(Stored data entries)
++++
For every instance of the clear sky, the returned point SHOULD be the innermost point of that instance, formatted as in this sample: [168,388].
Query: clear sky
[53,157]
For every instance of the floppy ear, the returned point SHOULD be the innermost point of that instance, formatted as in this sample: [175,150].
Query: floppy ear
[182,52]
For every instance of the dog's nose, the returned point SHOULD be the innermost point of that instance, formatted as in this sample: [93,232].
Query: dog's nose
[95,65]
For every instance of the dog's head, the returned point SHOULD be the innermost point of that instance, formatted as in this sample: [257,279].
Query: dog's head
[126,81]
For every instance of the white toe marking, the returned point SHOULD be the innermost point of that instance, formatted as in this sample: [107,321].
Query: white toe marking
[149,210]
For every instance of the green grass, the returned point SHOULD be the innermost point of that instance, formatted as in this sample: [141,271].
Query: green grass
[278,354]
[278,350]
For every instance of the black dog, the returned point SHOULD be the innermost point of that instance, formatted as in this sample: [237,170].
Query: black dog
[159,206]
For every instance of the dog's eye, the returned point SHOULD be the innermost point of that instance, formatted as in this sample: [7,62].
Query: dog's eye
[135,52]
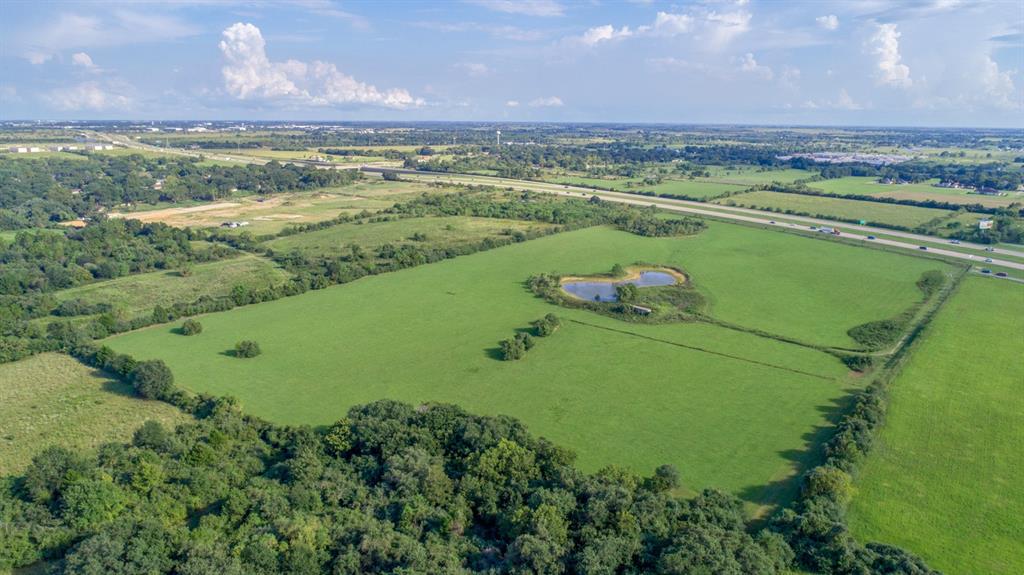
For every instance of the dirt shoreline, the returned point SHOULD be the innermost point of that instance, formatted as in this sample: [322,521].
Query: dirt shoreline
[632,272]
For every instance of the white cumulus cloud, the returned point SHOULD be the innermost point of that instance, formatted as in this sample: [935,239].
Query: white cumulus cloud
[749,64]
[250,74]
[829,21]
[549,101]
[605,33]
[885,45]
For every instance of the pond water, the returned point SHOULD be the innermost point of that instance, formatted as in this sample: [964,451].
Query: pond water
[605,291]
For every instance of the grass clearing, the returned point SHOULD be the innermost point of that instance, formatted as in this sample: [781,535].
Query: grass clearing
[691,188]
[430,334]
[273,213]
[943,480]
[51,399]
[907,216]
[923,191]
[438,232]
[136,295]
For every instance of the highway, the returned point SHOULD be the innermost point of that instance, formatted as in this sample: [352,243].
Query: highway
[850,231]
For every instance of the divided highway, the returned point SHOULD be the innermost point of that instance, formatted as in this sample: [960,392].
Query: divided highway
[851,231]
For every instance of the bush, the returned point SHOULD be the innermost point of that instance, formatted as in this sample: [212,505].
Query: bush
[547,325]
[192,327]
[153,380]
[247,348]
[512,349]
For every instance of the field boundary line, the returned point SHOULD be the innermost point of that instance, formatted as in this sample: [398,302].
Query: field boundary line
[704,350]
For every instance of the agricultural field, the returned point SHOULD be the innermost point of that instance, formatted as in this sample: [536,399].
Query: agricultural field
[691,394]
[691,188]
[906,216]
[51,399]
[943,480]
[854,185]
[747,176]
[273,213]
[136,295]
[433,231]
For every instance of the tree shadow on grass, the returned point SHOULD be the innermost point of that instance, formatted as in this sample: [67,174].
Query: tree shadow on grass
[779,493]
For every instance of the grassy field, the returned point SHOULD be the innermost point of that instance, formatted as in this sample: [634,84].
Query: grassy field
[748,176]
[692,188]
[944,479]
[430,334]
[918,191]
[271,214]
[51,399]
[138,294]
[439,232]
[907,216]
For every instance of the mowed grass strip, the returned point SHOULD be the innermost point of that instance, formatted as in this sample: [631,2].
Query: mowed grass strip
[51,399]
[906,216]
[431,333]
[434,231]
[944,479]
[691,188]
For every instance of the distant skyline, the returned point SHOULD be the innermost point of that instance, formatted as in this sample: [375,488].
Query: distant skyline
[936,62]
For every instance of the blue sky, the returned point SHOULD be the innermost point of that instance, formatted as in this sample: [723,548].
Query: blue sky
[935,62]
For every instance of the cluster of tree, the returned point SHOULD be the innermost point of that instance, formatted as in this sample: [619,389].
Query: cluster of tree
[649,225]
[547,325]
[192,327]
[516,347]
[995,175]
[39,191]
[247,349]
[390,488]
[42,262]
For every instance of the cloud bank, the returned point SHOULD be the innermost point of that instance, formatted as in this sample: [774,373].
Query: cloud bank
[249,74]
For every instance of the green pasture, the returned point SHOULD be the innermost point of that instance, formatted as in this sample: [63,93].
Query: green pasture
[438,232]
[908,216]
[692,188]
[944,479]
[636,395]
[51,399]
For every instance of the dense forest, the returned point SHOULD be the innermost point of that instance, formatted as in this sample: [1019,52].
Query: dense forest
[40,191]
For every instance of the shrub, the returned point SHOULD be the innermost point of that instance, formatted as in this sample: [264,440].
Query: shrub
[512,349]
[192,327]
[153,380]
[247,348]
[547,325]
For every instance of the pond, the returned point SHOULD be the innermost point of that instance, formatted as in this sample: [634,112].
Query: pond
[605,291]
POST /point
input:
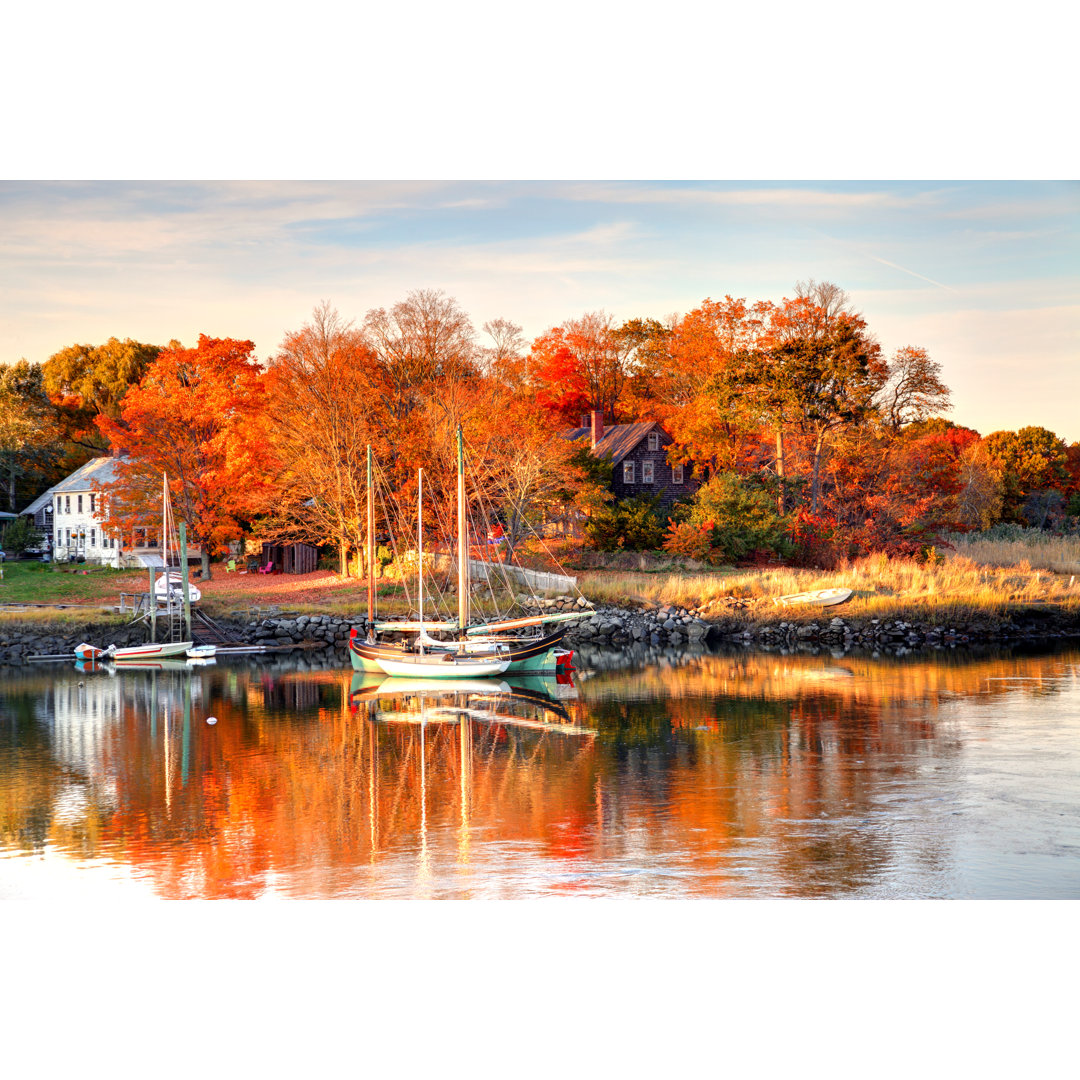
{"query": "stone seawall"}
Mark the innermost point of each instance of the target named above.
(326, 637)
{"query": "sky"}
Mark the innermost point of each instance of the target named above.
(984, 274)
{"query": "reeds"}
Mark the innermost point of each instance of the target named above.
(949, 588)
(1027, 549)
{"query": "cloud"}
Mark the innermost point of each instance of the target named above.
(794, 198)
(896, 266)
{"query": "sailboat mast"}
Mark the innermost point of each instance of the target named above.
(370, 548)
(462, 542)
(419, 547)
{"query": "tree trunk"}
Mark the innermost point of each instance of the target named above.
(780, 471)
(817, 472)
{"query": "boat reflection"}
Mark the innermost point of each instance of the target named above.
(710, 775)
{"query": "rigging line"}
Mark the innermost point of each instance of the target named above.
(547, 551)
(502, 572)
(387, 495)
(478, 532)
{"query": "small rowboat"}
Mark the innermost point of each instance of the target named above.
(823, 597)
(152, 650)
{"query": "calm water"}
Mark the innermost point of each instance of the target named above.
(713, 775)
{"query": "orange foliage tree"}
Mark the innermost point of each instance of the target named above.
(581, 365)
(198, 416)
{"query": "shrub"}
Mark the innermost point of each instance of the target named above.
(689, 540)
(626, 526)
(17, 536)
(740, 518)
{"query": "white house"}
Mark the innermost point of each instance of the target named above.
(77, 529)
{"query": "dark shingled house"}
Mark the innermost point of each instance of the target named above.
(639, 455)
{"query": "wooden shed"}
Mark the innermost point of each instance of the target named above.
(291, 557)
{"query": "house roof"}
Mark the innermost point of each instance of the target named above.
(96, 471)
(619, 440)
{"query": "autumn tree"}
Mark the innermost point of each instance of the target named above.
(810, 370)
(580, 366)
(323, 412)
(422, 339)
(701, 346)
(504, 359)
(198, 416)
(30, 444)
(520, 464)
(913, 390)
(85, 381)
(1025, 461)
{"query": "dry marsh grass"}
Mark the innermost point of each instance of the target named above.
(1031, 551)
(950, 588)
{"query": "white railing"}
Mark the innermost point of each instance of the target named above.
(480, 570)
(541, 580)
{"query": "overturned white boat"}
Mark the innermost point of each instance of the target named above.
(822, 597)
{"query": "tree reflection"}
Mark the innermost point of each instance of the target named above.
(721, 775)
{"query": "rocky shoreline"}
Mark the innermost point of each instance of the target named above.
(605, 625)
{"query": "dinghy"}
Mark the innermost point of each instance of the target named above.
(152, 650)
(442, 665)
(823, 597)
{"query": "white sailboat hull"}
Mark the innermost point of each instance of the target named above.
(445, 666)
(152, 650)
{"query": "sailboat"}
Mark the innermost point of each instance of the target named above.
(543, 653)
(437, 663)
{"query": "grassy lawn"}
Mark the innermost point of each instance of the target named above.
(42, 583)
(957, 585)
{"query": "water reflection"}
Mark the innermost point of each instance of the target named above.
(746, 774)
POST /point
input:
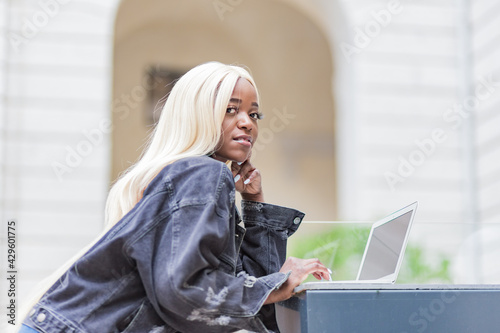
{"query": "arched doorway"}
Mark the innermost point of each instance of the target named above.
(289, 58)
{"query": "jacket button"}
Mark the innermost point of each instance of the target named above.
(41, 317)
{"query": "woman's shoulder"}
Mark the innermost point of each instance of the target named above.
(195, 164)
(198, 169)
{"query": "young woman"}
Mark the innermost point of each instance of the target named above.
(174, 256)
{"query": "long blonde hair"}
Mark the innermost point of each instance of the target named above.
(190, 125)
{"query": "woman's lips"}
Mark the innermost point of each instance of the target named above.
(244, 140)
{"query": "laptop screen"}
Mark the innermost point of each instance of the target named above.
(386, 242)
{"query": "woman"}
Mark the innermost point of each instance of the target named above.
(174, 257)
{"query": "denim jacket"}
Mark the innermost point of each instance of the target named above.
(177, 262)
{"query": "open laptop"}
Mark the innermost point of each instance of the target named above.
(384, 251)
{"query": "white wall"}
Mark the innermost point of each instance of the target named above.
(55, 83)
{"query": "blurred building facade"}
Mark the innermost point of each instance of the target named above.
(369, 105)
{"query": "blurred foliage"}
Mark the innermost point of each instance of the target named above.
(341, 249)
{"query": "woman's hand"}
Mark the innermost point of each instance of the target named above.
(248, 181)
(300, 268)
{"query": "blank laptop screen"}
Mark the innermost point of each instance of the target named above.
(382, 253)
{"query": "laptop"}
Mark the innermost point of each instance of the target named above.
(384, 251)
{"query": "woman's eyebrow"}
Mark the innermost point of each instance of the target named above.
(239, 101)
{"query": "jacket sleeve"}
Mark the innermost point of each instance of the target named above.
(182, 277)
(263, 250)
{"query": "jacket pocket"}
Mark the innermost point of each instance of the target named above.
(143, 320)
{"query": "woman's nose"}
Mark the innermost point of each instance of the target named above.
(244, 121)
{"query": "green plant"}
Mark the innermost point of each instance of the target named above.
(341, 249)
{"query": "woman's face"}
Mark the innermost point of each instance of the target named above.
(239, 127)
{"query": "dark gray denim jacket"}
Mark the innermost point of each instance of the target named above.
(178, 261)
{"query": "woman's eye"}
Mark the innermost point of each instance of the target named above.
(257, 115)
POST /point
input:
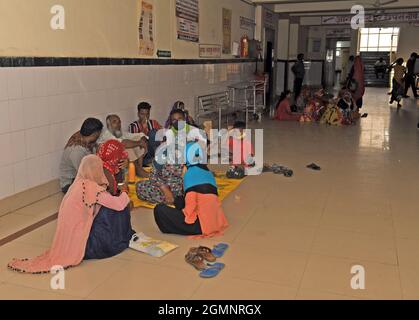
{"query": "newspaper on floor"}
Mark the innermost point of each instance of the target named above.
(152, 247)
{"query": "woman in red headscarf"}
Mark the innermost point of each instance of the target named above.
(114, 157)
(356, 81)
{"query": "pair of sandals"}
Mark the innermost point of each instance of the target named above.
(277, 169)
(204, 259)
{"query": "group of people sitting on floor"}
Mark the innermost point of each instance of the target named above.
(315, 105)
(94, 220)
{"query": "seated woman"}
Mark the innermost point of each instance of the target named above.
(75, 238)
(200, 213)
(283, 110)
(165, 183)
(114, 156)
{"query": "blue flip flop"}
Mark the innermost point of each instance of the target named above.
(219, 250)
(210, 273)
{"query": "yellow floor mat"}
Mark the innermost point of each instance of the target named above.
(225, 187)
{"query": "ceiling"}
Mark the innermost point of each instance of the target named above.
(311, 6)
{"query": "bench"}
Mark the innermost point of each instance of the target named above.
(214, 105)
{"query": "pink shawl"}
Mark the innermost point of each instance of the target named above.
(75, 218)
(359, 77)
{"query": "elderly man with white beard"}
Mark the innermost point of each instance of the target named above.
(134, 143)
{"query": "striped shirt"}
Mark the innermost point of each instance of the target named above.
(137, 127)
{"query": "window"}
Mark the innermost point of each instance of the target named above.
(379, 39)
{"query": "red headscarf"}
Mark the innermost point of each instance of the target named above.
(112, 152)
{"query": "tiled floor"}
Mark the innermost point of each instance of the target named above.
(295, 238)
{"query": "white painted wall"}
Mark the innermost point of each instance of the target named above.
(408, 41)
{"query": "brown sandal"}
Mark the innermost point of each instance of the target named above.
(196, 260)
(205, 253)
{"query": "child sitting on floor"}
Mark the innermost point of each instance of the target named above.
(200, 213)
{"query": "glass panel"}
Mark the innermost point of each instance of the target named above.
(364, 40)
(385, 40)
(373, 40)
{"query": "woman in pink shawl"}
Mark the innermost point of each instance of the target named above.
(357, 81)
(79, 209)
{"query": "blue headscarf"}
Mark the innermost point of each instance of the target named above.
(197, 174)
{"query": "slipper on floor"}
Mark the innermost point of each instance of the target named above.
(209, 273)
(314, 167)
(219, 250)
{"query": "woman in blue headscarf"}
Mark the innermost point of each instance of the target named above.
(200, 214)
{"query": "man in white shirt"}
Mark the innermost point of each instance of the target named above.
(135, 143)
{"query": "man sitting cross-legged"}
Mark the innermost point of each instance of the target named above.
(135, 143)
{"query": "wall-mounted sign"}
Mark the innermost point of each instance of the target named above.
(187, 14)
(209, 51)
(227, 16)
(164, 54)
(247, 24)
(369, 18)
(145, 30)
(338, 33)
(269, 19)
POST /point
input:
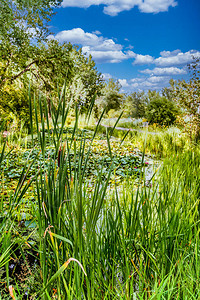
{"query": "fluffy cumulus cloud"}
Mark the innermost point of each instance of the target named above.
(114, 7)
(124, 83)
(103, 50)
(143, 59)
(165, 71)
(176, 58)
(106, 76)
(151, 82)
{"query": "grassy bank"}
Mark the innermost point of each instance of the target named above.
(81, 238)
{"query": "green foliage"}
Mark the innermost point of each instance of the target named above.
(187, 96)
(111, 98)
(14, 109)
(136, 105)
(140, 239)
(161, 111)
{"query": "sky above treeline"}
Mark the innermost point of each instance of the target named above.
(142, 43)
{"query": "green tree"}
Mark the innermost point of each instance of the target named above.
(136, 104)
(25, 52)
(187, 97)
(23, 23)
(111, 97)
(161, 111)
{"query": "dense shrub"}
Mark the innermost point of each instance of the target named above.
(161, 111)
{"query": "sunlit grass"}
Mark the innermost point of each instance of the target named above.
(132, 241)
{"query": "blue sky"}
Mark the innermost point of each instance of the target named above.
(143, 43)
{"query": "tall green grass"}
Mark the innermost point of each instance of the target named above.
(129, 242)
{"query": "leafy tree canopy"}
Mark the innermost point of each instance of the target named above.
(136, 104)
(187, 96)
(161, 111)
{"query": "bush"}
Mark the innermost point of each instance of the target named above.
(161, 111)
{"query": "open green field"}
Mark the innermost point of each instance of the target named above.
(98, 213)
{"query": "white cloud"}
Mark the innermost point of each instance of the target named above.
(157, 79)
(165, 71)
(156, 6)
(107, 76)
(143, 59)
(97, 32)
(123, 83)
(176, 58)
(103, 50)
(114, 7)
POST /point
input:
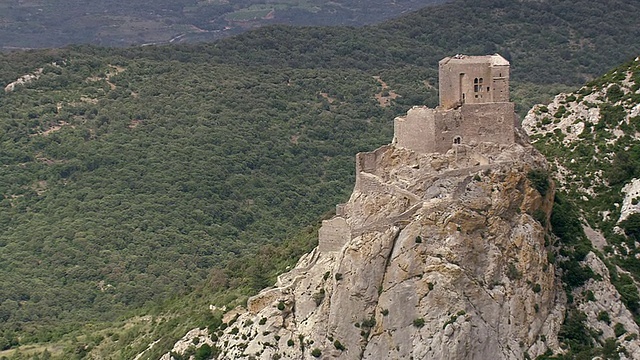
++++
= Exercise instructions =
Count the lines of the data that include the string "blurred", and give only that number.

= Response for this exercise =
2